TASK GOAL
Swap "photograph" for "image" throughout the data below and give all the lines back with nothing else changed. Leave the pictures out of your answer.

Point annotation records
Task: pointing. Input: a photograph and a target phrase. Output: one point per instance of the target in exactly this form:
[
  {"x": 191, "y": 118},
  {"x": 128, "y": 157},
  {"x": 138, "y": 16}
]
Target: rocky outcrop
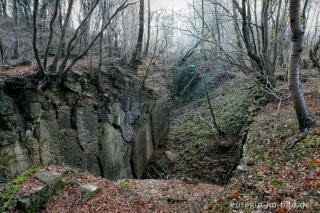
[{"x": 109, "y": 131}]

RESULT
Task: pointing. Input: a image and a target phrase. Output: one point per instance of the target in exactly this form:
[
  {"x": 191, "y": 118},
  {"x": 128, "y": 157},
  {"x": 138, "y": 16}
]
Target: rocky outcrop
[{"x": 109, "y": 131}]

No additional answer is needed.